Document extract>
Toward the end of the class, I asked the students what the hard part of writing was for them. There was one older woman I had not heard from much yet, though who had been paying close attention throughout the class. When I asked her what the hard part was, she said it was that her writing would appear childish. Since she had not shared her description of a good day of writing, I asked her to read it aloud and critique it for us, tell us exactly what was so “childish” about her writing.

She did, and of course it was not childish at all. It was a clear, direct, unornamented, honest, noun-and-verb meal of a piece of writing. When I asked her what was wrong with it, she said it wasn’t beautiful enough, wasn’t poetic enough, that it was too simple. I told there was absolutely nothing wrong with her work, that it had the same honest, directness that she herself emanated, that her voice was just one of many ways writing could be beautiful. The rest of the class chimed in as well, reassuring her that they loved what she had written.

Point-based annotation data
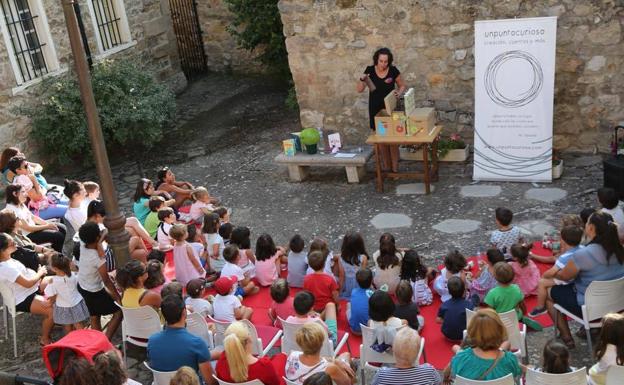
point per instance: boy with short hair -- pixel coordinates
(357, 308)
(231, 269)
(167, 218)
(506, 234)
(226, 305)
(152, 221)
(570, 242)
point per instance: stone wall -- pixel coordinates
(151, 29)
(222, 52)
(331, 41)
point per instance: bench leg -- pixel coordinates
(354, 173)
(297, 173)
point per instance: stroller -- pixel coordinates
(84, 343)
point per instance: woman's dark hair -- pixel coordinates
(352, 248)
(8, 220)
(454, 262)
(12, 194)
(387, 252)
(7, 154)
(142, 186)
(383, 51)
(556, 358)
(108, 368)
(520, 252)
(411, 267)
(265, 247)
(61, 262)
(380, 306)
(607, 235)
(240, 237)
(71, 187)
(211, 223)
(155, 276)
(15, 163)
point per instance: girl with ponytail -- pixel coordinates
(238, 364)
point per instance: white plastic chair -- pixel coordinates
(289, 342)
(516, 332)
(259, 348)
(368, 355)
(196, 324)
(160, 378)
(578, 377)
(138, 324)
(252, 382)
(615, 374)
(601, 298)
(8, 299)
(507, 380)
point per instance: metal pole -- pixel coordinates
(118, 237)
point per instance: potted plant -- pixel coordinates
(310, 138)
(451, 149)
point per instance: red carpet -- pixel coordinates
(437, 347)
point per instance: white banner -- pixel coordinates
(514, 90)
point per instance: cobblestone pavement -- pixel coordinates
(228, 133)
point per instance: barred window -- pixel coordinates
(28, 39)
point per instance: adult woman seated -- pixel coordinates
(142, 193)
(301, 365)
(131, 278)
(45, 205)
(238, 364)
(601, 260)
(28, 253)
(24, 283)
(30, 225)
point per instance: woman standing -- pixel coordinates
(385, 78)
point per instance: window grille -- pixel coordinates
(27, 47)
(107, 21)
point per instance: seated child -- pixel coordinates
(297, 261)
(454, 264)
(526, 272)
(484, 280)
(304, 313)
(406, 309)
(227, 306)
(452, 313)
(570, 242)
(167, 218)
(507, 234)
(418, 275)
(282, 306)
(152, 221)
(195, 300)
(268, 260)
(320, 284)
(231, 269)
(357, 308)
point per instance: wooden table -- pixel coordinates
(428, 139)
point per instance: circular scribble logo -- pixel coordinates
(506, 59)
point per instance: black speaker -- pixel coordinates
(613, 168)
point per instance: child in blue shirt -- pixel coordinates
(357, 313)
(452, 313)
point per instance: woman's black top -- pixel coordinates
(383, 87)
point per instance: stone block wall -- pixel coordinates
(222, 52)
(330, 42)
(150, 27)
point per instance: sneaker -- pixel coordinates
(537, 312)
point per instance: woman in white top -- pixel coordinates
(35, 228)
(24, 283)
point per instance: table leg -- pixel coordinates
(378, 168)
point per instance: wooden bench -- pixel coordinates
(299, 164)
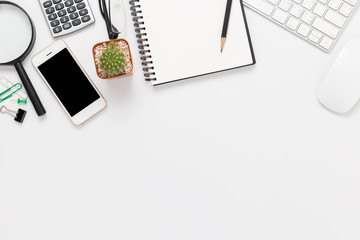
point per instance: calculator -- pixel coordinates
(66, 16)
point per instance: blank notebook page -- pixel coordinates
(185, 38)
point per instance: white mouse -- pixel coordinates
(340, 89)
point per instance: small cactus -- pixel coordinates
(112, 60)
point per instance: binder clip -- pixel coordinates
(18, 115)
(10, 92)
(5, 84)
(19, 101)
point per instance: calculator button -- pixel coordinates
(47, 4)
(67, 26)
(76, 22)
(68, 3)
(80, 6)
(73, 16)
(52, 16)
(71, 9)
(59, 6)
(50, 10)
(57, 29)
(61, 13)
(85, 18)
(83, 12)
(64, 19)
(55, 23)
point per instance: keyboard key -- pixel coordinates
(320, 9)
(59, 6)
(280, 16)
(85, 18)
(71, 9)
(80, 6)
(308, 4)
(57, 29)
(52, 16)
(76, 22)
(307, 17)
(55, 23)
(303, 30)
(313, 39)
(326, 27)
(285, 5)
(50, 10)
(293, 23)
(335, 18)
(73, 16)
(64, 19)
(315, 36)
(352, 2)
(83, 12)
(67, 26)
(296, 11)
(47, 4)
(274, 2)
(61, 13)
(68, 3)
(335, 4)
(326, 43)
(346, 10)
(262, 6)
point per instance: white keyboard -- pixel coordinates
(319, 22)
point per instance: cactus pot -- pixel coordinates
(113, 59)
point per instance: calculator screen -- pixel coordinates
(68, 82)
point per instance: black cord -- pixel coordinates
(109, 26)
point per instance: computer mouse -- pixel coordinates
(340, 88)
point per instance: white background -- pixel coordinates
(247, 154)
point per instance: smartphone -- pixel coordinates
(69, 83)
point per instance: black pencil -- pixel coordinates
(226, 23)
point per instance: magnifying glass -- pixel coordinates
(17, 38)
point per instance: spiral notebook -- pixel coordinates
(180, 39)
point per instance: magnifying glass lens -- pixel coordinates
(16, 32)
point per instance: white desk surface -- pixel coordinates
(247, 154)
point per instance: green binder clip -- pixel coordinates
(10, 91)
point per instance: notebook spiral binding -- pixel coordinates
(140, 29)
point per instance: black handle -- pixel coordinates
(39, 108)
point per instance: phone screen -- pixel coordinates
(68, 82)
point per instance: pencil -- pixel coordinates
(226, 23)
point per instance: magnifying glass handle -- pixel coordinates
(35, 100)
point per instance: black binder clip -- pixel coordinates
(18, 115)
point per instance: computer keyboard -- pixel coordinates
(320, 22)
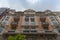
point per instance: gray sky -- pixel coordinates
(38, 5)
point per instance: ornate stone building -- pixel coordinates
(36, 25)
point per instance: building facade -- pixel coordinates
(36, 25)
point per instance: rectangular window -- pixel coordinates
(32, 19)
(26, 27)
(26, 18)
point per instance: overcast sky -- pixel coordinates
(38, 5)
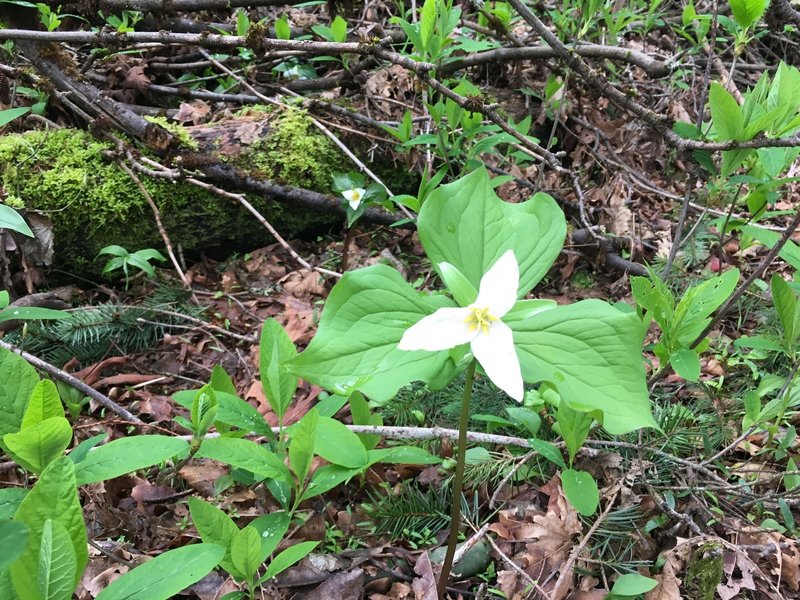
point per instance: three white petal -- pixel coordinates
(354, 197)
(480, 325)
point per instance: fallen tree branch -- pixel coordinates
(654, 67)
(73, 382)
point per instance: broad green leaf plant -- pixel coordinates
(378, 334)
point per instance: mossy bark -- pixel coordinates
(704, 572)
(68, 175)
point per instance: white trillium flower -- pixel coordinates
(354, 196)
(479, 325)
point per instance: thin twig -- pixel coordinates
(101, 399)
(161, 230)
(241, 199)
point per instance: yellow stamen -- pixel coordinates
(480, 318)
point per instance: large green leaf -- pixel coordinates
(465, 224)
(246, 551)
(10, 499)
(55, 497)
(13, 538)
(747, 12)
(591, 352)
(126, 455)
(166, 575)
(301, 448)
(57, 563)
(287, 558)
(231, 410)
(17, 380)
(37, 446)
(9, 218)
(355, 346)
(338, 445)
(44, 403)
(275, 349)
(215, 527)
(245, 454)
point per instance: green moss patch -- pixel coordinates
(67, 175)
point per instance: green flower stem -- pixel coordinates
(458, 483)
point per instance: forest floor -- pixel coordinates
(707, 508)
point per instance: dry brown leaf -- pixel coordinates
(194, 112)
(424, 586)
(303, 283)
(201, 475)
(738, 570)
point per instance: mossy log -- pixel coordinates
(72, 178)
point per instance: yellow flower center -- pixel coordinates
(480, 318)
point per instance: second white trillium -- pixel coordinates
(354, 197)
(480, 326)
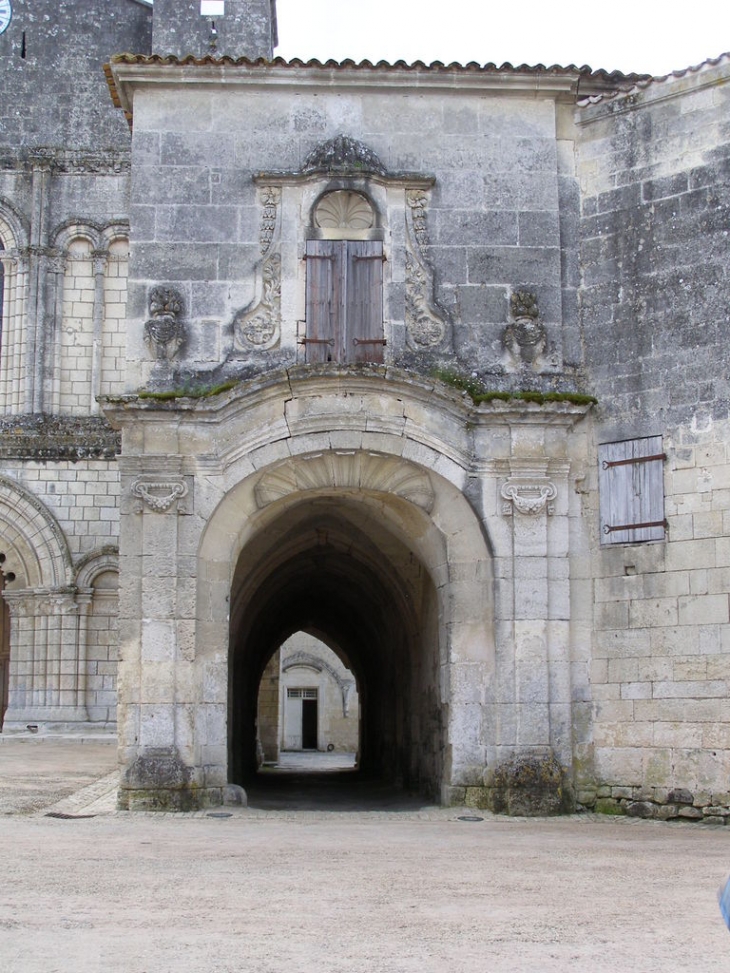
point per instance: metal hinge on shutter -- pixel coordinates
(608, 464)
(610, 528)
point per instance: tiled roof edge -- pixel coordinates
(600, 75)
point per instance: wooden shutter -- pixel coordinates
(323, 341)
(631, 490)
(364, 328)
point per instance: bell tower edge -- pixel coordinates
(232, 28)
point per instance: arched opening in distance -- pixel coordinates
(335, 567)
(4, 646)
(308, 707)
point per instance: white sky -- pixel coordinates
(645, 36)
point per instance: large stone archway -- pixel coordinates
(385, 513)
(365, 549)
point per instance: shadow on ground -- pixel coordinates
(325, 782)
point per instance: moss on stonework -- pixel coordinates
(608, 805)
(190, 392)
(479, 393)
(529, 786)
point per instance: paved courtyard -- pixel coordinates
(398, 889)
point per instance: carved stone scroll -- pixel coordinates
(528, 496)
(259, 325)
(159, 495)
(427, 324)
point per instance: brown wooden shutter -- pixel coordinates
(364, 328)
(324, 301)
(631, 490)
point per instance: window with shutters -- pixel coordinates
(631, 491)
(344, 314)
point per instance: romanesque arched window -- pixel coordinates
(2, 289)
(114, 337)
(344, 312)
(12, 337)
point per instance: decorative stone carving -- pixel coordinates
(310, 661)
(528, 495)
(346, 471)
(525, 339)
(344, 155)
(270, 197)
(259, 325)
(344, 210)
(426, 322)
(164, 332)
(159, 495)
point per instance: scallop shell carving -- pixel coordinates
(344, 210)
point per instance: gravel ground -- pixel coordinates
(267, 891)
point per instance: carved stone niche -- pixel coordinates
(164, 331)
(525, 338)
(348, 194)
(258, 326)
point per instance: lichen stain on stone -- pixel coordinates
(530, 786)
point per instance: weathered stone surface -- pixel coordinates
(640, 809)
(529, 786)
(523, 246)
(680, 795)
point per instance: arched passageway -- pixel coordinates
(333, 566)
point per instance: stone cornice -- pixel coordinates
(45, 438)
(124, 74)
(334, 380)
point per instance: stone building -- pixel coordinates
(426, 362)
(307, 700)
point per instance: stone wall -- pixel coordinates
(655, 251)
(60, 49)
(225, 186)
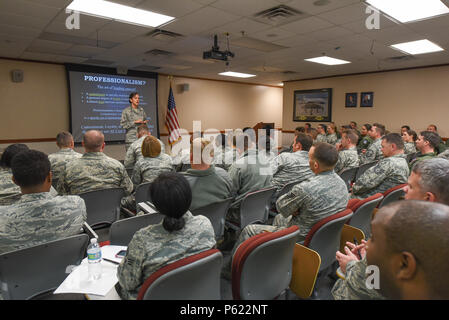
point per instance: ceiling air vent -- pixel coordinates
(279, 15)
(158, 52)
(163, 35)
(400, 58)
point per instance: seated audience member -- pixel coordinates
(209, 184)
(309, 201)
(307, 127)
(404, 128)
(250, 172)
(429, 181)
(64, 141)
(179, 235)
(441, 145)
(348, 156)
(224, 155)
(9, 191)
(95, 170)
(410, 247)
(409, 138)
(374, 151)
(426, 144)
(364, 140)
(134, 152)
(38, 216)
(391, 171)
(152, 163)
(331, 137)
(321, 130)
(292, 167)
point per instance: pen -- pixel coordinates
(111, 261)
(358, 251)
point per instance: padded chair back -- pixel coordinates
(262, 265)
(196, 277)
(363, 168)
(392, 195)
(255, 207)
(363, 212)
(348, 176)
(216, 213)
(325, 235)
(143, 192)
(29, 272)
(122, 231)
(306, 265)
(102, 206)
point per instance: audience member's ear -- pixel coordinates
(407, 270)
(430, 197)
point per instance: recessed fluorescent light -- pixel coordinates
(327, 60)
(410, 10)
(417, 47)
(119, 12)
(236, 74)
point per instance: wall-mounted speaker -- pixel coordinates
(17, 75)
(122, 70)
(185, 87)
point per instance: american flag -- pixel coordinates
(171, 120)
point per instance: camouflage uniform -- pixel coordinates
(9, 191)
(134, 152)
(347, 159)
(444, 155)
(332, 139)
(40, 217)
(364, 143)
(353, 287)
(251, 172)
(224, 158)
(409, 147)
(420, 157)
(59, 159)
(386, 174)
(208, 186)
(374, 152)
(313, 199)
(153, 247)
(321, 138)
(147, 169)
(129, 115)
(290, 167)
(94, 171)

Jobs>
(a) Answer these questions on the writing class passage:
(i) What did the older woman say was the hard part of writing for her?
(ii) When asked what was wrong with her piece, what three faults did she name?
(iii) What did the rest of the class reassure her about?
(b) Please pull out every line of the entries that contains the string "keyboard". Case counts.

Answers for the tasks>
(a)
(i) That her writing would appear childish.
(ii) It wasn't beautiful enough, it wasn't poetic enough, and it was too simple.
(iii) That they loved what she had written.

(b)
point per instance: keyboard key -- pixel coordinates
point per instance: white keyboard -- pixel coordinates
point per instance: computer keyboard -- pixel coordinates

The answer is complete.